__REQUIRED TASK__
Copy verbatim the lines of the material below, starting at the line that contains "TARGET = dark rock" and continuing through the end of the material, with both of those endpoints included.

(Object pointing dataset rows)
____
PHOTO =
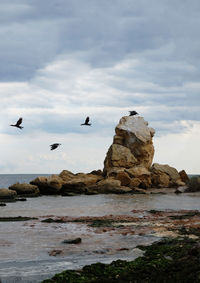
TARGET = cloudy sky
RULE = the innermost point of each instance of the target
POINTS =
(63, 60)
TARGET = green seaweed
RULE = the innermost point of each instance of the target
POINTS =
(17, 218)
(189, 214)
(167, 261)
(51, 220)
(101, 223)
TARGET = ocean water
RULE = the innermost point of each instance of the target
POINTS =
(25, 246)
(7, 180)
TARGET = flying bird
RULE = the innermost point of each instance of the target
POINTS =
(54, 145)
(132, 113)
(18, 124)
(86, 123)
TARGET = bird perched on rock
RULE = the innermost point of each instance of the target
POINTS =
(54, 145)
(86, 123)
(132, 113)
(18, 124)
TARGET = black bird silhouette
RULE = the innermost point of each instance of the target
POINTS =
(86, 123)
(18, 124)
(54, 145)
(132, 113)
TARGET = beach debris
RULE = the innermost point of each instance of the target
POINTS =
(72, 241)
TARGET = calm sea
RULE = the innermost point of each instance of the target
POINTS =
(7, 180)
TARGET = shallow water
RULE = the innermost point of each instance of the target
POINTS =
(25, 246)
(98, 205)
(7, 180)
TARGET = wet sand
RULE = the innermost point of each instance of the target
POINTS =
(122, 223)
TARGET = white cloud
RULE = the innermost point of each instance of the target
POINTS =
(63, 61)
(180, 150)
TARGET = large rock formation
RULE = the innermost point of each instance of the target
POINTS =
(130, 156)
(127, 167)
(132, 145)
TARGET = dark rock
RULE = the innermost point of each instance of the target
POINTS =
(72, 241)
(21, 199)
(17, 218)
(55, 252)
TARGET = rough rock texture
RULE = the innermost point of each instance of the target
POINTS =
(165, 176)
(66, 175)
(132, 145)
(79, 183)
(184, 177)
(48, 185)
(25, 189)
(7, 194)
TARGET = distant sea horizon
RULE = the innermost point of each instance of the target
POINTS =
(7, 180)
____
__WRITTEN RESPONSE__
TARGET = dark rock
RULE = the innermost point of each instance of the target
POINTS =
(72, 241)
(21, 199)
(17, 218)
(55, 252)
TARGET = rough rock texture
RULE = the innermost point of each instance of the target
POINTS =
(165, 176)
(66, 175)
(132, 145)
(79, 183)
(184, 177)
(48, 185)
(25, 189)
(7, 194)
TARGET = distant sea horizon
RULE = the innermost point of each instance of the target
POINTS =
(7, 180)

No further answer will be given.